PASSAGE SHOWN ->

——

Australian retailers expanding into the US face a complex, multi-layered tax environment spanning sales tax, state taxes, and federal obligations that differ fundamentally from Australia's centralised system – early planning and ongoing monitoring are essential to avoid costly exposure.
Operational decisions including fulfilment models, staffing, and inventory location directly affect tax obligations, and the choice of operating structure has significant consequences for both US federal tax and transfer pricing.
Recent changes to US tariffs and the removal of the de minimis exemption have materially increased the cost and complexity of cross-border trade, requiring retailers to carefully reassess their pricing, fulfilment, and customs strategies.
Expanding into the US market presents a wealth of opportunities for Australian retailers, but it also brings a complex web of tax considerations.
The US market offers Australian retailers access to a large, highly-developed consumer base. For businesses with proven domestic models, expansion can unlock meaningful scale and revenue opportunities. With a consumption-forward population and significant commonalities in language and culture, the US is undoubtedly one of the most appealing markets for an Australian retailer.

——

SHORT PROBLEM ->
Continue the passage on US tax considerations for Australian retailers, starting after its final sentence.

DATA SHOWN ->

——

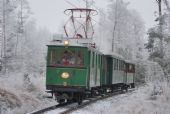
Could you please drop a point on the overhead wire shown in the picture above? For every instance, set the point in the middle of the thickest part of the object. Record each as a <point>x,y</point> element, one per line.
<point>71,4</point>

——

ANSWER FOR THE TASK ->
However, high reward is often paired with high risk and complexity. The US tax and regulatory environment is no exception, differing fundamentally from Australia. Instead of a single, nationally administered system, retailers must navigate federal, state, and local tax regimes, each with their own rules and compliance requirements. While Australian businesses have had to adapt to an increasingly complex tax system, this layered system presents an entirely new level of challenge.
As a result, decisions around pricing, sales channels, fulfilment, and operating structure can have unintended tax consequences if not considered early. Understanding how these systems interact is critical to expanding successfully and avoiding unnecessary risk and cost.
Sales tax: the first hurdle for most retailers
US sales tax is often the first hurdle Australian retailers face, and one that many fail to clear in their early years of US sales, with remediation frequently required.
Unlike Australia’s centrally administered GST system, US sales tax is imposed at the state and local level. Rates, registration requirements, and compliance obligations vary depending on where customers are located and how sales are made.
A key driver of sales tax exposure is economic nexus. Following the landmark South Dakota v Wayfair decision, many states require remote sellers, including Australian-based businesses, to collect and remit sales tax once certain thresholds are exceeded.
These thresholds vary by state and may be based on revenue, transaction volumes, or a combination of both, with differing measurement periods and exclusions. As online sales grow, they can be reached relatively quickly.
In addition, taxability rules also vary by state, meaning that similar products may be taxable in one state and exempt or subject to different treatment in another.
Where a retailer fails to register and collect sales tax when required, state authorities may seek to recover the uncollected tax, interest, and penalties.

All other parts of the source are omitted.